Третье отделение на страже нравственности и благочиния. Жандармы в борьбе со взятками и пороком, 1826–1866 гг. — страница 46 из 62

ля подражания, тем больший интерес они вызывали.

Совершенный восторг публики, близкий к состоянию массовой истерии, вызвал приезд в Петербург женщины-обезьяны. Это событие получило отражение и на страницах толстых журналов, и в полицейских донесениях, и в дневниках современников.

Как и положено по законам жанра, сначала таинственному явлению предшествовали слухи, появившиеся в марте 1858 года. Наиболее рационалистически мыслящие полагали, что это обычное мошенничество, что, скорее всего, женщина не родилась такой, а «ухитрилась удачно натянуть на голову безобразную обезьянью шкуру» (ибо о ней заговорили, когда ей было уже 23 года, перед приездом в Россию)[841]. Другие видели в ее появлении какой-то особый смысл, включая ее визит в контекст отношений император — народ. Абсурдность ситуации подтверждалась существованием абсолютно противоположных по смыслу слухов-суждений. Говорили, что «ее сюда вытребовал сам император и даст 300 тыс. руб. приданого [тому] кто на ней женится» и, наоборот, что «император запретил приезжать, чтобы чудовищный вид сей обезьяны не произвел здесь в беременных женщинах испуга […] и тем предохранить многие семейства от распространения в оных обезьянного рода»[842]. Обозреватель «Отечественных записок» свидетельствовал: «Ни одна артистическая знаменитость не пользовалась в Петербурге такой популярностью, как мисс Пастрана, еще до приезда которой во всех магазинах, на улицах и перекрестках продавались более или менее дешево ее портреты. Благодаря этому обстоятельству, каждый мужик в Петербурге знает, кто такое мисс Юлия Пастрана и чем она замечательна»[843]. Следом, видимо в ожидании разоблачения, раскрытия обмана, исчезновения «героини» заговорили о ее смерти в Москве при родах.

«Наконец, приезд Юлии Пастраны (которую здесь уже начали считать каким-то мифом или просто заграничным обманом) рассеял все сомнения петербургской публики насчет действительного ее существования, — писал чиновник Третьего отделения. — 2 мая было первым радостным днем ее появления взорам любопытной нашей публики, замечают, однако ж, что борода Пастраны жестко колется, ибо она немилосердно дерет по 3 и по 2 руб. сер. за вход. Впрочем, в России (говорят) денежки легки и круглы, оне катаются во все стороны! Не то что немецкий талер […]»[844]. Следом он продолжал развенчивать мифы: «К удивлению оказывается, что Пастрана не просто, как полагали, бессловесное чудовище, — но говорит по-английски и по-испански, а также понимает и по-французски; находят ее даже любезною и слишком образованною в отношении ее отвратительной наружности! Впрочем, голос и произношение вялы, слабы и неопределенны, а романсы, которые поет с аккомпанементом какого-то несчастного пиано, как заметно не производят в зрителях особенного удовольствия, а пальпирует она для сложения своего довольно грациозно, ножка же чрезвычайно мала и весьма красива»[845].

* СУТЬ ЗАДАНИЯ
1. Извлеките из текста о Юлии Пастране дословно отрывок от слов «Третье отделение на» до слов «интерес они вызывали.» включительно.
2. Продолжите текст о Юлии Пастране с того места, на котором он обрывается.

* ИСХОДНЫЕ ДАННЫЕ
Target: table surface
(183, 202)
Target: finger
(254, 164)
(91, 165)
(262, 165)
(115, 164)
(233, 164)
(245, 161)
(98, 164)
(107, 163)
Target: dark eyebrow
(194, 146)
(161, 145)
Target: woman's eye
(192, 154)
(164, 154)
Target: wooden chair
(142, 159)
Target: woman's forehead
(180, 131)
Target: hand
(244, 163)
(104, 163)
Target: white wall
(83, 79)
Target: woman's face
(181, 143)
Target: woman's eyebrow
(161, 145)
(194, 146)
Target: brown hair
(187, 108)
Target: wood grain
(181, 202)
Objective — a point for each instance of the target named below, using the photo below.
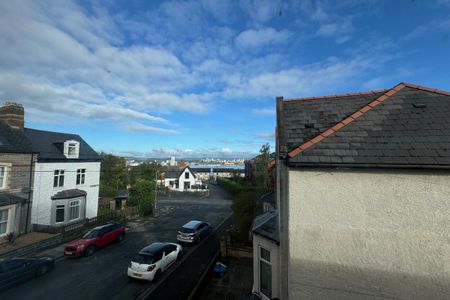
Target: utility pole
(156, 186)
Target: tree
(261, 166)
(142, 195)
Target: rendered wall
(369, 235)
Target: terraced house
(363, 185)
(16, 172)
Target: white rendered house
(66, 179)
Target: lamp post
(156, 186)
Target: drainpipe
(30, 193)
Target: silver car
(193, 231)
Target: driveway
(103, 275)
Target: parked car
(95, 239)
(153, 260)
(193, 231)
(15, 270)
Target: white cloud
(257, 38)
(270, 111)
(150, 129)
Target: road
(103, 275)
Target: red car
(95, 239)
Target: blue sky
(199, 78)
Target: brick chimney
(13, 114)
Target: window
(58, 178)
(71, 149)
(3, 221)
(59, 213)
(81, 173)
(2, 177)
(265, 273)
(74, 210)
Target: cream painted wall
(258, 242)
(369, 235)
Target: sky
(199, 78)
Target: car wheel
(120, 237)
(157, 275)
(42, 270)
(90, 250)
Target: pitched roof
(46, 144)
(406, 126)
(13, 140)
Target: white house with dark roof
(363, 185)
(181, 180)
(66, 181)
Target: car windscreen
(187, 230)
(143, 258)
(91, 234)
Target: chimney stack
(13, 114)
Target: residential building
(362, 191)
(66, 181)
(16, 172)
(181, 180)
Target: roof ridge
(336, 96)
(347, 120)
(425, 88)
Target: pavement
(103, 275)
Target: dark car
(193, 231)
(15, 270)
(95, 239)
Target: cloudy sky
(199, 78)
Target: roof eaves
(346, 121)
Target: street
(103, 275)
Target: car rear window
(143, 259)
(187, 230)
(91, 234)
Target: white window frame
(61, 173)
(71, 144)
(63, 206)
(263, 260)
(5, 175)
(81, 177)
(9, 219)
(72, 205)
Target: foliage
(244, 208)
(113, 174)
(145, 171)
(142, 195)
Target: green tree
(142, 195)
(113, 174)
(261, 166)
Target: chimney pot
(13, 114)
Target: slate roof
(8, 199)
(67, 194)
(13, 140)
(406, 126)
(45, 143)
(266, 225)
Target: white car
(154, 259)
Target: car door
(170, 255)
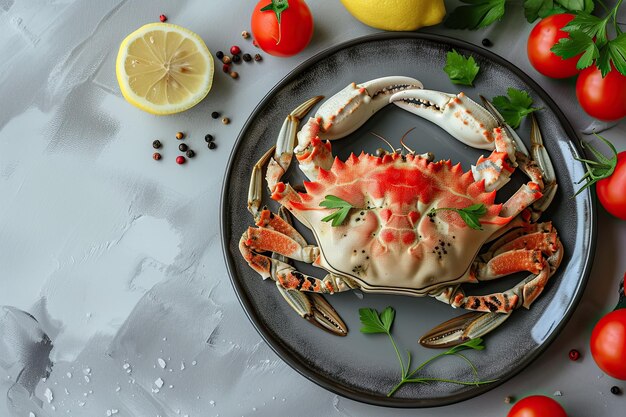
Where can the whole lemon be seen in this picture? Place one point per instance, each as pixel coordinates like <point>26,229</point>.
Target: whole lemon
<point>397,15</point>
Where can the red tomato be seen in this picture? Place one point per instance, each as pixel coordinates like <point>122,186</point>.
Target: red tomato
<point>602,98</point>
<point>544,36</point>
<point>291,36</point>
<point>608,344</point>
<point>612,191</point>
<point>537,406</point>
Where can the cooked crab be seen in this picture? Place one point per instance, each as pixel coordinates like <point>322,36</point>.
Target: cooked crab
<point>401,231</point>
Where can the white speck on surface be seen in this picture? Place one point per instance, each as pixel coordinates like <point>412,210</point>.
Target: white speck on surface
<point>48,394</point>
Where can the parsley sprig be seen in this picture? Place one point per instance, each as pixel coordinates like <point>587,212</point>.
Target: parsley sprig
<point>588,35</point>
<point>342,206</point>
<point>460,69</point>
<point>601,168</point>
<point>478,14</point>
<point>375,323</point>
<point>470,215</point>
<point>514,107</point>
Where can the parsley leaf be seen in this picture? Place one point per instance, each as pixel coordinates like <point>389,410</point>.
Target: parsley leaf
<point>478,14</point>
<point>614,51</point>
<point>514,107</point>
<point>577,43</point>
<point>461,70</point>
<point>470,215</point>
<point>342,206</point>
<point>374,323</point>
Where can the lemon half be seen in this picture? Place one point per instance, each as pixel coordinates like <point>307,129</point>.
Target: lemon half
<point>164,69</point>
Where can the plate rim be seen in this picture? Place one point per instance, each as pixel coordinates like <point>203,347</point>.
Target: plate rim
<point>290,357</point>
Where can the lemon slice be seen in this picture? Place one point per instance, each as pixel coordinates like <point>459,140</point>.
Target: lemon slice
<point>164,68</point>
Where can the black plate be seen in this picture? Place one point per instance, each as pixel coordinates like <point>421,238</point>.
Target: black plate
<point>364,367</point>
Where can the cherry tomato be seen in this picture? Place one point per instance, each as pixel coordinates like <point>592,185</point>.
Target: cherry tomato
<point>602,98</point>
<point>537,406</point>
<point>608,344</point>
<point>544,36</point>
<point>612,190</point>
<point>289,37</point>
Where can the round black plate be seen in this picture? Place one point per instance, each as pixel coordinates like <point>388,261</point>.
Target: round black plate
<point>364,367</point>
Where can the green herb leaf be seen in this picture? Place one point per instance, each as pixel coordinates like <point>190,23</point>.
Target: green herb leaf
<point>614,51</point>
<point>478,14</point>
<point>342,206</point>
<point>590,25</point>
<point>373,323</point>
<point>577,43</point>
<point>514,107</point>
<point>601,168</point>
<point>277,6</point>
<point>470,215</point>
<point>461,70</point>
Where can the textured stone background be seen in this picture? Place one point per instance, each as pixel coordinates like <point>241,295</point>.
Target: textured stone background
<point>115,293</point>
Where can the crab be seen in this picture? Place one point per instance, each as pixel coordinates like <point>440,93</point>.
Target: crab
<point>403,232</point>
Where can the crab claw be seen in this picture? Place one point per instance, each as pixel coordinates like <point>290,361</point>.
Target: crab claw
<point>460,116</point>
<point>315,309</point>
<point>461,329</point>
<point>351,107</point>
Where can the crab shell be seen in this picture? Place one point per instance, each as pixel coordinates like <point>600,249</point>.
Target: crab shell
<point>389,243</point>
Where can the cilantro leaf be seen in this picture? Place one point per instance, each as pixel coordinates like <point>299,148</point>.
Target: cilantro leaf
<point>470,215</point>
<point>478,14</point>
<point>342,206</point>
<point>514,107</point>
<point>577,43</point>
<point>592,26</point>
<point>373,323</point>
<point>461,70</point>
<point>614,51</point>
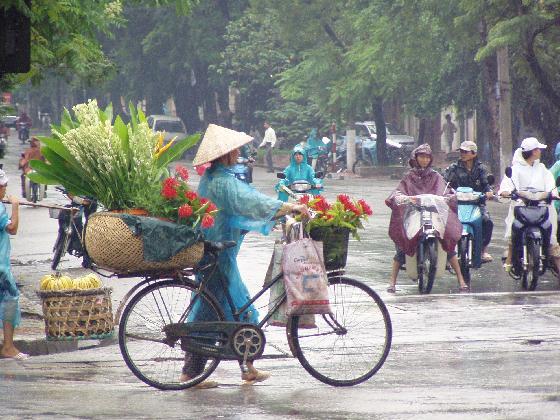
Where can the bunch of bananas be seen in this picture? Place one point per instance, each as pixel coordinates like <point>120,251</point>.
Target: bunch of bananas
<point>62,282</point>
<point>89,281</point>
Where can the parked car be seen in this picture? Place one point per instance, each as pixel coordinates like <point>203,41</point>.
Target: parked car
<point>9,120</point>
<point>367,129</point>
<point>171,126</point>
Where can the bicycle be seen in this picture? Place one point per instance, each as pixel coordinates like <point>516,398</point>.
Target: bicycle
<point>344,348</point>
<point>70,223</point>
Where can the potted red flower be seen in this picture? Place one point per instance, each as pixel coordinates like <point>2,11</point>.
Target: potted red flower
<point>333,224</point>
<point>178,203</point>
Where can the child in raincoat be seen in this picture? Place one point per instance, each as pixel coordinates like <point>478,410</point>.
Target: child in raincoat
<point>299,170</point>
<point>10,314</point>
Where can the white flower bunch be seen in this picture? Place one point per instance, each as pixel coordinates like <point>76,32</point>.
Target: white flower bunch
<point>118,172</point>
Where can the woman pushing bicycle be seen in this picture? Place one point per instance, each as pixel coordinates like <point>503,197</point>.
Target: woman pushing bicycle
<point>241,208</point>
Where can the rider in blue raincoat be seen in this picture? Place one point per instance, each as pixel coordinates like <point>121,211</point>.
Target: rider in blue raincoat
<point>241,208</point>
<point>299,170</point>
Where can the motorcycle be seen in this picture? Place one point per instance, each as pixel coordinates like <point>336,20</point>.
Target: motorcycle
<point>3,144</point>
<point>243,170</point>
<point>299,188</point>
<point>469,247</point>
<point>70,228</point>
<point>530,234</point>
<point>426,215</point>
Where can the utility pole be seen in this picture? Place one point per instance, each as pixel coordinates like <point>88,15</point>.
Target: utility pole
<point>503,97</point>
<point>350,145</point>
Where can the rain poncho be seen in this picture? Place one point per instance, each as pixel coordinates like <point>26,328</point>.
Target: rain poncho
<point>298,172</point>
<point>9,294</point>
<point>555,170</point>
<point>422,181</point>
<point>241,207</point>
<point>314,144</point>
<point>526,176</point>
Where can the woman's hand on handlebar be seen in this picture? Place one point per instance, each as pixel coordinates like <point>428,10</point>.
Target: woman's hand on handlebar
<point>301,209</point>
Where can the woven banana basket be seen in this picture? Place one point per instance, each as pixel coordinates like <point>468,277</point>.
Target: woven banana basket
<point>113,246</point>
<point>77,314</point>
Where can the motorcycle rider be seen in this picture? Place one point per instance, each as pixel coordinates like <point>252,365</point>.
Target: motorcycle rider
<point>422,179</point>
<point>298,170</point>
<point>31,153</point>
<point>470,172</point>
<point>555,170</point>
<point>24,121</point>
<point>529,172</point>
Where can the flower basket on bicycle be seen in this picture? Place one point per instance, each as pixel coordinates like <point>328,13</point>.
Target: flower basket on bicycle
<point>77,314</point>
<point>125,243</point>
<point>335,245</point>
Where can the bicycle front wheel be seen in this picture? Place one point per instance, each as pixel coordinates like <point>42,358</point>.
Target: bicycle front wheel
<point>146,349</point>
<point>350,345</point>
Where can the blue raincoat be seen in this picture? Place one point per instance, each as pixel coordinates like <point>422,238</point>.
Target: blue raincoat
<point>9,294</point>
<point>555,169</point>
<point>298,172</point>
<point>314,144</point>
<point>241,208</point>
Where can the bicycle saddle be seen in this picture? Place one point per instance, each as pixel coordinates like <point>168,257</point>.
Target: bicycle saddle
<point>215,247</point>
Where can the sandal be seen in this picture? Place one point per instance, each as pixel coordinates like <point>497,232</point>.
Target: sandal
<point>19,356</point>
<point>250,378</point>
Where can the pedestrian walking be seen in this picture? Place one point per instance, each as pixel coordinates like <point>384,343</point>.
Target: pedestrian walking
<point>10,313</point>
<point>269,141</point>
<point>448,130</point>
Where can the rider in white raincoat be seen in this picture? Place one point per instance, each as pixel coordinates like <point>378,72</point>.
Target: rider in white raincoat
<point>529,172</point>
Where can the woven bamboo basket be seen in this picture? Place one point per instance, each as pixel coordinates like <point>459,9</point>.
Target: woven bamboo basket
<point>78,314</point>
<point>113,246</point>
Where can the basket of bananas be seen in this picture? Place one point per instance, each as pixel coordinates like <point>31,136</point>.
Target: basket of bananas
<point>76,309</point>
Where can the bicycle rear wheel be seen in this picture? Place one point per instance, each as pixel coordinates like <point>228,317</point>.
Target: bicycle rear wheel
<point>349,346</point>
<point>147,351</point>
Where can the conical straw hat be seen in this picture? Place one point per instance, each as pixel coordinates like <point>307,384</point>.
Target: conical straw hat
<point>219,141</point>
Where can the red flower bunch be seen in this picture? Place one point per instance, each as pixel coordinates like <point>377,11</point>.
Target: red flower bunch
<point>345,212</point>
<point>177,202</point>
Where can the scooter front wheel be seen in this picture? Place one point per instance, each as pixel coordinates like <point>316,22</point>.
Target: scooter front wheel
<point>427,265</point>
<point>531,274</point>
<point>464,259</point>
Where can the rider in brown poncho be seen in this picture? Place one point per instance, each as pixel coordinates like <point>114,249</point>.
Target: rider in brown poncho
<point>421,179</point>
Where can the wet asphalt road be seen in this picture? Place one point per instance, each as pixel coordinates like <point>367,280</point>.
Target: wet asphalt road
<point>491,354</point>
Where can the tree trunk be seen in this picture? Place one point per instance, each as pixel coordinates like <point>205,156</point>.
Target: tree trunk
<point>380,131</point>
<point>186,106</point>
<point>490,79</point>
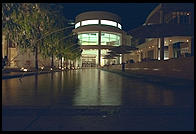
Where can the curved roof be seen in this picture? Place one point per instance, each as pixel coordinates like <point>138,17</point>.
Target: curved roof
<point>97,15</point>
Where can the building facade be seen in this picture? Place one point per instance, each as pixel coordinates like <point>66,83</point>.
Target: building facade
<point>98,31</point>
<point>175,21</point>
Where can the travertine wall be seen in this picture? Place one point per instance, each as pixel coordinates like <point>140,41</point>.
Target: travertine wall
<point>179,68</point>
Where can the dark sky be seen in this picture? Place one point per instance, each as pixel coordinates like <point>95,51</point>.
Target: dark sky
<point>132,14</point>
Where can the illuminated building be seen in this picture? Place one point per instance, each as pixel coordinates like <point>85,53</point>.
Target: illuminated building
<point>98,31</point>
<point>168,32</point>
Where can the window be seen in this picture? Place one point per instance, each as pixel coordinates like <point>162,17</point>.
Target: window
<point>119,26</point>
<point>88,38</point>
<point>110,39</point>
<point>77,24</point>
<point>89,22</point>
<point>109,22</point>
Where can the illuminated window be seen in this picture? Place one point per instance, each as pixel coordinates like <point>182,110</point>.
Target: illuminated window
<point>89,56</point>
<point>77,24</point>
<point>110,39</point>
<point>119,26</point>
<point>109,22</point>
<point>89,22</point>
<point>88,38</point>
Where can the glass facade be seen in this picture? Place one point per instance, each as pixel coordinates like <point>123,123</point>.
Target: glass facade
<point>89,22</point>
<point>109,22</point>
<point>77,25</point>
<point>90,57</point>
<point>96,22</point>
<point>119,26</point>
<point>110,39</point>
<point>88,38</point>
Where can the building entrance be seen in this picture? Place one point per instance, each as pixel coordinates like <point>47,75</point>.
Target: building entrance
<point>88,61</point>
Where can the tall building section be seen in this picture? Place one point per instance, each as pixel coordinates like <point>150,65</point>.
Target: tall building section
<point>98,31</point>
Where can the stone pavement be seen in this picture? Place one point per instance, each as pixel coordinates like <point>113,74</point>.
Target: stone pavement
<point>97,119</point>
<point>153,78</point>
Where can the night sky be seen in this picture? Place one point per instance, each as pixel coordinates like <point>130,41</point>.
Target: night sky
<point>132,14</point>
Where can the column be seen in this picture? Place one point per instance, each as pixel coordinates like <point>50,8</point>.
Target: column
<point>192,46</point>
<point>170,50</point>
<point>99,49</point>
<point>162,48</point>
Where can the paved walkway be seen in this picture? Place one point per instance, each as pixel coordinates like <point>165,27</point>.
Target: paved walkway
<point>156,79</point>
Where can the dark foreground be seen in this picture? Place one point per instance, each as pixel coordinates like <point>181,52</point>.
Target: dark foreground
<point>92,99</point>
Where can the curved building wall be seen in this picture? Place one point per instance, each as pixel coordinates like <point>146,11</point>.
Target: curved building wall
<point>98,31</point>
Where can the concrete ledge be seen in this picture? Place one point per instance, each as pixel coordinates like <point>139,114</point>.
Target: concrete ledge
<point>8,76</point>
<point>160,80</point>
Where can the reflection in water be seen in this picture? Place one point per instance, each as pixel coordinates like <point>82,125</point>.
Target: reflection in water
<point>98,88</point>
<point>90,87</point>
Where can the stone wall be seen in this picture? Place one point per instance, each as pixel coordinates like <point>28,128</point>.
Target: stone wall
<point>179,68</point>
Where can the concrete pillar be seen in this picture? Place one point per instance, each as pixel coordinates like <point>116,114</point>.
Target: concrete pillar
<point>170,50</point>
<point>162,48</point>
<point>99,50</point>
<point>161,17</point>
<point>192,45</point>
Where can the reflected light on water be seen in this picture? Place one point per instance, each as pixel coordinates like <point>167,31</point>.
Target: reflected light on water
<point>89,87</point>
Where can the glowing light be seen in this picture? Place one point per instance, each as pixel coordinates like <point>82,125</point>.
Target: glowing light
<point>77,25</point>
<point>89,22</point>
<point>22,69</point>
<point>109,22</point>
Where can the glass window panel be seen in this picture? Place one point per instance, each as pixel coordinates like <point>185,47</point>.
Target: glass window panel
<point>119,26</point>
<point>88,38</point>
<point>77,24</point>
<point>110,39</point>
<point>109,22</point>
<point>90,22</point>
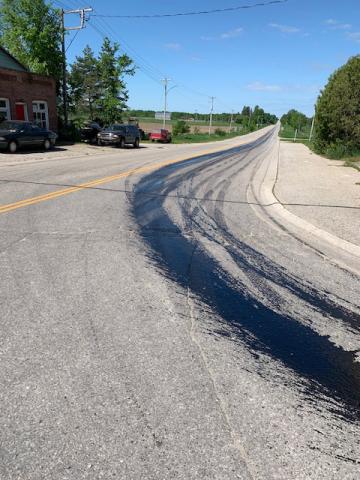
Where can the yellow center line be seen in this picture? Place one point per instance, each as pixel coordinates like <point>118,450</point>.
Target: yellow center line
<point>59,193</point>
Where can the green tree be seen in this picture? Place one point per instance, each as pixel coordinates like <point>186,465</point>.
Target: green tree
<point>295,119</point>
<point>112,69</point>
<point>338,111</point>
<point>180,128</point>
<point>84,84</point>
<point>97,85</point>
<point>31,31</point>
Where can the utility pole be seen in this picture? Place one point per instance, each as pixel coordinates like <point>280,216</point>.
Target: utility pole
<point>81,12</point>
<point>211,113</point>
<point>231,119</point>
<point>312,127</point>
<point>166,91</point>
<point>166,83</point>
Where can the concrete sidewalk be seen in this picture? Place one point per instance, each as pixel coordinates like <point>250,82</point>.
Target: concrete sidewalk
<point>323,192</point>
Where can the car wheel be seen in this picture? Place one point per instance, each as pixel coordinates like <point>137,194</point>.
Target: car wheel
<point>12,147</point>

* ОТВЕТЫ ПО ЗАДАНИЯМ
1.
Третье отделение на страже нравственности и благочиния. Жандармы в борьбе со взятками и пороком, 1826–1866 гг. — страница 46 из 62

ля подражания, тем больший интерес они вызывали.

2.
С «полицейским» взглядом заочно полемизировали в деталях толстые журналы. И. Панаев в своих заметках с присущим фельетонному жанру ехидством представлял девицу, доставленную в Петербург «вместе с последним привозом устриц»: «Танцующая, поющая, говорящая на нескольких европейских языках, занимающаяся рукоделием, словом девица, отличающаяся блестящим образованием, и притом, как известно, чудовищною наружностью»[846]. «Отечественные записки» признавали: «Для удовольствия посетителей, несчастная мисс, отличающаяся, по словам афиш, веселым характером, поет и танцует, что должно сказать правду, вместе с ее наружностью, с ее не первою молодостью, возбуждает тяжелое грустное чувство»[847].

Ажиотаж первых недель скоро поубавился. «Гордая женщина-обезьяна, сначала ошеломившая взиманием 3 руб. сер. за вход в свою конуру, теперь смиренно дозволяет смотреть на себя за полтинник», — напоминал хроникер «Библиотеки для чтения»[848].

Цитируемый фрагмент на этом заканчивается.